_AUFGABE 1_.
Gib die Zeilen der Auflistung von der Zeile mit „river in the photo above.“ bis einschließlich der letzten Zeile der Auflistung als nummerierte Liste wieder und lass dabei Leerzeilen weg.

::: TEXTAUSZUG

Am 18.10.2019 erfolgte eine niederschriftliche Einvernahme des Beschwerdeführers vor dem Bundesamt im Rahmen des eingeleiteten Verfahrens zur Prüfung der Erlassung einer Rückkehrentscheidung in Verbindung mit einem Einreiseverbot und Verhängung einer Schubhaft. Der Beschwerdeführer gab im Beisein einer geeigneten Dolmetscherin auf entsprechende Befragung hin zusammengefasst zu Protokoll, sich zur Durchführung der Einvernahme in der Lage zu fühlen und gesund zu sein.

Er habe ein tschechisches Visum und sei bei einer slowakischen oder tschechischen Firma angemeldet um in Österreich legal arbeiten zu können. Er habe drei Blätter erhalten, welche er im Zuge der Einvernahme vorlegte und sei ihm mitgeteilt worden, dass er damit in Österreich legal arbeiten könne. Er verfüge über einen Reisepass mit einem gültigen Visum. Er sei am 15.09.2019 zum Arbeiten in das österreichische Bundesgebiet eingereist und zum ersten Mal hier. Er wohne in Österreich in einem von der slowakischen Firma bezahlten Hotelzimmer.

Im Heimatland lebe seine Frau und sein Sohn, in Österreich habe er keine Familienangehörigen. Er habe bereits mehrmals in Tschechien gearbeitet. Er sei im Besitz von EUR 750,00 nach Österreich eingereist.

Auf Vorhalt bei der Ausübung von Schwarzarbeit betreten worden zu sein, über keine Entsendebestätigung zu verfügen und im Besitz eines tschechischen Visums der Kategorie C zu sein, das den Aufenthalt zu touristischen Zwecken im österreichischen Bundesgebiet erlaube, machte der Beschwerdeführer keine weiteren Angaben. Auf weiteren Vorhalt, dass die Erlassung einer Rückkehrentscheidung iVm einem Einreiseverbot beabsichtigt sei, machte der Beschwerdeführer ebenso keine weiteren Angaben.

::::::

_AUFGABE 2_.
Wie geht der Bericht über die Einvernahme des Beschwerdeführers weiter? Führe ihn im Anschluss an seinen letzten Satz fort.

::: EINGABEDATEN

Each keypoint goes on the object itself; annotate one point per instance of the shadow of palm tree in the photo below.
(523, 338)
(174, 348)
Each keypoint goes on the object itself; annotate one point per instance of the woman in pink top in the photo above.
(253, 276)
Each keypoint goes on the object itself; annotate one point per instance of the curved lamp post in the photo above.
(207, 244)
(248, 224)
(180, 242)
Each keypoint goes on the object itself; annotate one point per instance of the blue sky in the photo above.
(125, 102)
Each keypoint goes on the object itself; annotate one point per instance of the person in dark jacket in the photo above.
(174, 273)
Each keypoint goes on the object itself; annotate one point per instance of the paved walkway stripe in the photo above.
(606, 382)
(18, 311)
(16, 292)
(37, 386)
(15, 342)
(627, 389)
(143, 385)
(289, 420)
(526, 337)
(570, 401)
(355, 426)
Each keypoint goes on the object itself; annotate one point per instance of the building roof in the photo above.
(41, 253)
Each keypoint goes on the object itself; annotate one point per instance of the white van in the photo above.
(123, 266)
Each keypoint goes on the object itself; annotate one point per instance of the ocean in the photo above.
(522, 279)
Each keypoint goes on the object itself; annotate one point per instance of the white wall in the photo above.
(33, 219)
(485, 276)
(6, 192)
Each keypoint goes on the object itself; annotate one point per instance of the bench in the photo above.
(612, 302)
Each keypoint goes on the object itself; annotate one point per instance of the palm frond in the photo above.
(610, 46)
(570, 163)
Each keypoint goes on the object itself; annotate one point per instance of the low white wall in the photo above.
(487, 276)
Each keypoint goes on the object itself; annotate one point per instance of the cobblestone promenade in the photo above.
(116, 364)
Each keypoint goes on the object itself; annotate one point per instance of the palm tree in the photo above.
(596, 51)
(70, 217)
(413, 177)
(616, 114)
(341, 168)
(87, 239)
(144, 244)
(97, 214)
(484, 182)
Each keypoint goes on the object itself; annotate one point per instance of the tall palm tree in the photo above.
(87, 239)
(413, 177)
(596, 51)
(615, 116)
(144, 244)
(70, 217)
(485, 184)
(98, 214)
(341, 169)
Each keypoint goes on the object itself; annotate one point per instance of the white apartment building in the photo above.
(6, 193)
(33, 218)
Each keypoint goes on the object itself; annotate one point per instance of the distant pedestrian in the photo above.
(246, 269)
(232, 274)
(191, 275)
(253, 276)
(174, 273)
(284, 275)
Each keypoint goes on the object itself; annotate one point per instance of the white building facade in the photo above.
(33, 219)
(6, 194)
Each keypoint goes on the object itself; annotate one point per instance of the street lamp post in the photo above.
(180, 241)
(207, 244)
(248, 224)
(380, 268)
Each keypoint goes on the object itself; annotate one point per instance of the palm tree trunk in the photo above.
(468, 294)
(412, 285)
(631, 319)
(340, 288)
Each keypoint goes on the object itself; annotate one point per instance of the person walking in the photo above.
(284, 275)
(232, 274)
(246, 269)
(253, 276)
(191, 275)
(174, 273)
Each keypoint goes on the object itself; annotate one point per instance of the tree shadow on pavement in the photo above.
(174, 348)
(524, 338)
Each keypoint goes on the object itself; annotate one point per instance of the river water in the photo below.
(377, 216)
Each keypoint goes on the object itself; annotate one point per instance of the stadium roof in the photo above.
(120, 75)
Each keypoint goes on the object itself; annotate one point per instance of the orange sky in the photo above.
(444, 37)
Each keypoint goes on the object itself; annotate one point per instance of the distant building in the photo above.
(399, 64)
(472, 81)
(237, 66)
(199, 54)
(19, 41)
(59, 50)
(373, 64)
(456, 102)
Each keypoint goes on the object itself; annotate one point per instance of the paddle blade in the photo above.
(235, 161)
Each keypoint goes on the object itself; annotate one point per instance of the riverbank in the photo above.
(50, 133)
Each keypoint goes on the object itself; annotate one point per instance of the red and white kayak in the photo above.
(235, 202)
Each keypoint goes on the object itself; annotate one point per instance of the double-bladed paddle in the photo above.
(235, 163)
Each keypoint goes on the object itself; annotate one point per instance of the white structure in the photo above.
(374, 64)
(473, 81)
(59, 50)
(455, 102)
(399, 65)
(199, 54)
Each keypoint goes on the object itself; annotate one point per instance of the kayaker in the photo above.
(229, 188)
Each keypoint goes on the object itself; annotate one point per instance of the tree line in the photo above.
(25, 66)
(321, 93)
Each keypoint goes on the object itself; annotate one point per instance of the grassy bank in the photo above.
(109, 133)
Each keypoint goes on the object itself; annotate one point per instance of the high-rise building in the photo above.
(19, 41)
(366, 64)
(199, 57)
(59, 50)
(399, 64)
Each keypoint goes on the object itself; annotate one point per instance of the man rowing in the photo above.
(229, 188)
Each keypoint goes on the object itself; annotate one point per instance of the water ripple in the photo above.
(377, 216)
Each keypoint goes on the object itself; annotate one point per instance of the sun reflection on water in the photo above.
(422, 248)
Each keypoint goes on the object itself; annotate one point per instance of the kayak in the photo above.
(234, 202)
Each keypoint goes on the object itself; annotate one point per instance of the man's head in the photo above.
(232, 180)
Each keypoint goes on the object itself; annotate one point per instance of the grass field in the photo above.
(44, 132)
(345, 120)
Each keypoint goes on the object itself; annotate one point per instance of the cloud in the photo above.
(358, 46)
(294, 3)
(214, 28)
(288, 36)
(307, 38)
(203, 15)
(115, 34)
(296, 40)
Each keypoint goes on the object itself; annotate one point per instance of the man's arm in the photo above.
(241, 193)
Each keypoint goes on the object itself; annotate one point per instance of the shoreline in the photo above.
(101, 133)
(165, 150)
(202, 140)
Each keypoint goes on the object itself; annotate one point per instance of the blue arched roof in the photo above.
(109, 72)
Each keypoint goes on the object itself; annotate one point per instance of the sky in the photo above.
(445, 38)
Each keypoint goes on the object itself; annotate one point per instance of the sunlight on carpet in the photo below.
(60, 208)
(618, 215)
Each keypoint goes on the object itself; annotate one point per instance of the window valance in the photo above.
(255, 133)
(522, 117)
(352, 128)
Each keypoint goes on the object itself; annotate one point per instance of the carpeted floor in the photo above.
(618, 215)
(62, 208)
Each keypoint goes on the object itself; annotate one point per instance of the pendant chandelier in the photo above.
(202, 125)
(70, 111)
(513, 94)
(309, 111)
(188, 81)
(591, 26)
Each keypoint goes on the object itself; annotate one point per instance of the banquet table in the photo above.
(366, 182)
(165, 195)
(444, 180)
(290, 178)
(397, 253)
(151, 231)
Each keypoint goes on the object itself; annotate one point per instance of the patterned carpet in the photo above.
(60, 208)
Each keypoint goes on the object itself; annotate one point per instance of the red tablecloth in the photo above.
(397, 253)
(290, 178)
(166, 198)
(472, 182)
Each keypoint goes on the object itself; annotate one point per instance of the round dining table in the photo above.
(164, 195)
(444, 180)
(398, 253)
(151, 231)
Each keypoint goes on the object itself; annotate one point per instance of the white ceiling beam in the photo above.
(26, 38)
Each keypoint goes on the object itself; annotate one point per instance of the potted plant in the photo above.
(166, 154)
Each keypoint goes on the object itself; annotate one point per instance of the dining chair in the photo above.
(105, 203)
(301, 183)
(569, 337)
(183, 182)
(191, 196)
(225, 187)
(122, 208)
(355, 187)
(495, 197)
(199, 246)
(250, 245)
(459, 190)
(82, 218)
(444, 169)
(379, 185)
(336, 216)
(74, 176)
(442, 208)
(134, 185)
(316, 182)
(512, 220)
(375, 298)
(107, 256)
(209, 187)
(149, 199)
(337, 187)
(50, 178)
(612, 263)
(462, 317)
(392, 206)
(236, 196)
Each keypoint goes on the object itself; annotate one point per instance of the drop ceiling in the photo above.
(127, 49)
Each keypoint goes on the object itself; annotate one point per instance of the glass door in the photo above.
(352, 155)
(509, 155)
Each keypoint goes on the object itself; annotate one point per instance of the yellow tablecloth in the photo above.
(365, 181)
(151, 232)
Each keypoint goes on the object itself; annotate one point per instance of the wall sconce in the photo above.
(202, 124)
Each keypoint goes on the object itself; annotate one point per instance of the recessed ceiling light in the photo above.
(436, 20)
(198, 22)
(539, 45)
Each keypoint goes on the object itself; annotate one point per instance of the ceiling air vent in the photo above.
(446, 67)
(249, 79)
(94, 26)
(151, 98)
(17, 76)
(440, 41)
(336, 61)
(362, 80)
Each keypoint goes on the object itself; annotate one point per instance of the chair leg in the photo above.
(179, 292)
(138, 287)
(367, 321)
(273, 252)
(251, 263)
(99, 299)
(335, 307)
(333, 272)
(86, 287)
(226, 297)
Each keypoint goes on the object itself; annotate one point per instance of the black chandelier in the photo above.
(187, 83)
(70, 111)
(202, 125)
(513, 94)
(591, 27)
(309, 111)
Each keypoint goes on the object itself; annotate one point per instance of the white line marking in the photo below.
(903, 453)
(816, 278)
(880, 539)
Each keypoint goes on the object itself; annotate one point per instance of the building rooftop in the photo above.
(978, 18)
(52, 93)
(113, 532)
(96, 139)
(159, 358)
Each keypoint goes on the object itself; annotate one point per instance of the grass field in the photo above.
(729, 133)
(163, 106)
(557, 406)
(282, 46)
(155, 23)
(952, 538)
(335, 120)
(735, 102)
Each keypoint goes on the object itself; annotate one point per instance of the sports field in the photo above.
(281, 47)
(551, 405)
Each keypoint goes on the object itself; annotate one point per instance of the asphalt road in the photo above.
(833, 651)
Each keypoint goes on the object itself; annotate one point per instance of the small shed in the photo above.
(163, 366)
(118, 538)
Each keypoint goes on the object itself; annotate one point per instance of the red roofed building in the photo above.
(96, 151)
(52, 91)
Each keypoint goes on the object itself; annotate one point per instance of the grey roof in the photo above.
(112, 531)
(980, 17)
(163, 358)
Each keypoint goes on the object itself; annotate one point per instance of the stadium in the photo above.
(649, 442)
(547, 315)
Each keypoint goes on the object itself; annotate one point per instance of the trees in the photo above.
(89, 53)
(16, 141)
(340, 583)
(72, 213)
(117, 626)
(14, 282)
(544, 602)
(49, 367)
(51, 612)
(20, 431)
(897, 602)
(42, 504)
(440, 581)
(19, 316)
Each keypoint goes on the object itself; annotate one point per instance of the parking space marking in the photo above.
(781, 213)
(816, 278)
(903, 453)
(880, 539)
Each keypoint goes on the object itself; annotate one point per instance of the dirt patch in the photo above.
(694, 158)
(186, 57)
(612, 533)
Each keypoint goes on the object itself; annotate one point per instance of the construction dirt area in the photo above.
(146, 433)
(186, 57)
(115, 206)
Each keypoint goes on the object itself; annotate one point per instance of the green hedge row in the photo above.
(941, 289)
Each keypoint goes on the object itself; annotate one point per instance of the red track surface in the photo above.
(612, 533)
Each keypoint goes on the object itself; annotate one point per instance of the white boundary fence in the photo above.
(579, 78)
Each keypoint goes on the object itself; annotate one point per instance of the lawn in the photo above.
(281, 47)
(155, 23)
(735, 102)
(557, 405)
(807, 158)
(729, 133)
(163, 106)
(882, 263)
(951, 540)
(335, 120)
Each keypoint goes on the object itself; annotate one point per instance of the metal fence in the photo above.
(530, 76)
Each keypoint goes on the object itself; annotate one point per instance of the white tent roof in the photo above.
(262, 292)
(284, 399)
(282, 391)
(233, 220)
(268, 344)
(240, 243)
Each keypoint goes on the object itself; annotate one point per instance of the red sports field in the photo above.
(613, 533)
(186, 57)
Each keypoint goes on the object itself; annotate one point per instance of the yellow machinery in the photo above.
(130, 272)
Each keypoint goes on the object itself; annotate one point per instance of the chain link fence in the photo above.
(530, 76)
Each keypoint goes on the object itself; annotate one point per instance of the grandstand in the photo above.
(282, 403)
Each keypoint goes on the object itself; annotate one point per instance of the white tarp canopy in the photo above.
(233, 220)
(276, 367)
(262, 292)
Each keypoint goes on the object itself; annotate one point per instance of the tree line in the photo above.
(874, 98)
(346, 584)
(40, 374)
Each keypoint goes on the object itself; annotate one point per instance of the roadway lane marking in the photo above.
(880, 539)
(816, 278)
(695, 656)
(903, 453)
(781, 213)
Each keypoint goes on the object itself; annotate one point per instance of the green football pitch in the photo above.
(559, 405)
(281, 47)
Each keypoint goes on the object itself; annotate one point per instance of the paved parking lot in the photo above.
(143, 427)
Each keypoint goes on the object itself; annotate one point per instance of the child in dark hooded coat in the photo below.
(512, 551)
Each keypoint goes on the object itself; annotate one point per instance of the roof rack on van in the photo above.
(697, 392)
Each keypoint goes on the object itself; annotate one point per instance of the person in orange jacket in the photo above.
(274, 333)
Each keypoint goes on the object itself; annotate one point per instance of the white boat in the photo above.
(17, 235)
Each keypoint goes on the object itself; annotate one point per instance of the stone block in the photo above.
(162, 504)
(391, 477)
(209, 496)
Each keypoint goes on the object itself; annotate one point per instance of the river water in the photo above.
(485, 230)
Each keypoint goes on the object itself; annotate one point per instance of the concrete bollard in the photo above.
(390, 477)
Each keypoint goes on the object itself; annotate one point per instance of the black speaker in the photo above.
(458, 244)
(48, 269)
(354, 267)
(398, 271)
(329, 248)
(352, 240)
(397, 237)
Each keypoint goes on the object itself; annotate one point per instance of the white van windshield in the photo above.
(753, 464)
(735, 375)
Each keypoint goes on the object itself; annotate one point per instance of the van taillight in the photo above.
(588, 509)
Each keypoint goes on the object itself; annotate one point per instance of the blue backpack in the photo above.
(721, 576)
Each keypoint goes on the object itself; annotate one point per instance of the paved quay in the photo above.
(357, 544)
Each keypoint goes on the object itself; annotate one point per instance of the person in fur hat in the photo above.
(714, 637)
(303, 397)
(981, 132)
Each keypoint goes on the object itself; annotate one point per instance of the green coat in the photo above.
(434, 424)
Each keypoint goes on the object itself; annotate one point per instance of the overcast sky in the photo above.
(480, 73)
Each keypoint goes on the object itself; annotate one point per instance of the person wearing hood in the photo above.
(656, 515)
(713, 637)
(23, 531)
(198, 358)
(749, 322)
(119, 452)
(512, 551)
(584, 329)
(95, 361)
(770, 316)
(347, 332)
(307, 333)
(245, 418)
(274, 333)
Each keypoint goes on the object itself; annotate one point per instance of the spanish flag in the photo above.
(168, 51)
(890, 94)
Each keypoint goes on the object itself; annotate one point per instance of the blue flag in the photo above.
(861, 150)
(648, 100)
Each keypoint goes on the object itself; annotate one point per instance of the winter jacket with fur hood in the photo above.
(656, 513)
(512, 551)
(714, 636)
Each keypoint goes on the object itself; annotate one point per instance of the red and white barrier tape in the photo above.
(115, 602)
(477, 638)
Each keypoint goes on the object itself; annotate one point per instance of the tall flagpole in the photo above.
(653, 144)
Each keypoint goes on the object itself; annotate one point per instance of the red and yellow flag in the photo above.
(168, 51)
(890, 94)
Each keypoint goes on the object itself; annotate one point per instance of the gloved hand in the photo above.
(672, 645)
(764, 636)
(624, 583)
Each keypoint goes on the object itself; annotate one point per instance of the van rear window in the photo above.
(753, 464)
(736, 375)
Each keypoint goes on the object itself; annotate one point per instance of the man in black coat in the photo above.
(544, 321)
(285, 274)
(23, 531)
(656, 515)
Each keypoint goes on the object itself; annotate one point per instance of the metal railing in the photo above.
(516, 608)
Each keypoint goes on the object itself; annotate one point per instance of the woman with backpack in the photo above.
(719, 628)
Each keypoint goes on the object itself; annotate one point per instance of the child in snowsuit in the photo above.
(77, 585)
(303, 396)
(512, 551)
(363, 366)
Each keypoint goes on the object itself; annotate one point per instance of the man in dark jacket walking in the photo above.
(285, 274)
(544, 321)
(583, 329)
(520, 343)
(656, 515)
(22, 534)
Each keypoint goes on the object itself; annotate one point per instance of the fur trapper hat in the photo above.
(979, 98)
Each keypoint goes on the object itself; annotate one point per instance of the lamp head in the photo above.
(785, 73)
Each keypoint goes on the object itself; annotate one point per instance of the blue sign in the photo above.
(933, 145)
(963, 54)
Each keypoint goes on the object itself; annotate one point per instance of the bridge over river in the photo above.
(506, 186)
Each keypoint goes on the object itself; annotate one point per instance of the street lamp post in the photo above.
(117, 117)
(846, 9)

::::::

_ANTWORT 1_.
1. Each keypoint goes on the object itself; annotate one point per instance of the bridge over river in the photo above.
2. (506, 186)
3. Each keypoint goes on the object itself; annotate one point per instance of the street lamp post in the photo above.
4. (117, 117)
5. (846, 9)

_ANTWORT 2_.
2. Mit dem angefochtenen Bescheid des Bundesamtes für Fremdenwesen und Asyl wurde ein Aufenthaltstitel aus berücksichtigungswürdigen Gründen gemäß § 57 AsylG nicht erteilt (Spruchpunkt I.), gemäß § 10 Abs. 2 AsylG iVm § 9 BFA-VG gegen den Beschwerdeführer eine Rückkehrentscheidung gemäß § 52 Abs. 1 Z 1 FPG erlassen (Spruchpunkt II.) sowie gemäß § 52 Abs. 9 FPG festgestellt, dass dessen Abschiebung gemäß § 46 FPG in die Ukraine zulässig ist (Spruchpunkt III.). Einer Beschwerde gegen diese Rückkehrentscheidung wurde gemäß § 18 Abs. 2 Z 1 BFA-VG die aufschiebende Wirkung aberkannt (Spruchpunkt IV.). Eine Frist für die freiwillige Ausreise wurde gemäß § 55 Abs. 4 FPG nicht gewährt (Spruchpunkt V.). Gemäß § 53 Abs. 1 iVm Abs. 2 Z 7 FPG 2005 wurde gegen den Beschwerdeführer ein auf die Dauer von drei Jahren befristetes Einreiseverbot erlassen (Spruchpunkt VI.).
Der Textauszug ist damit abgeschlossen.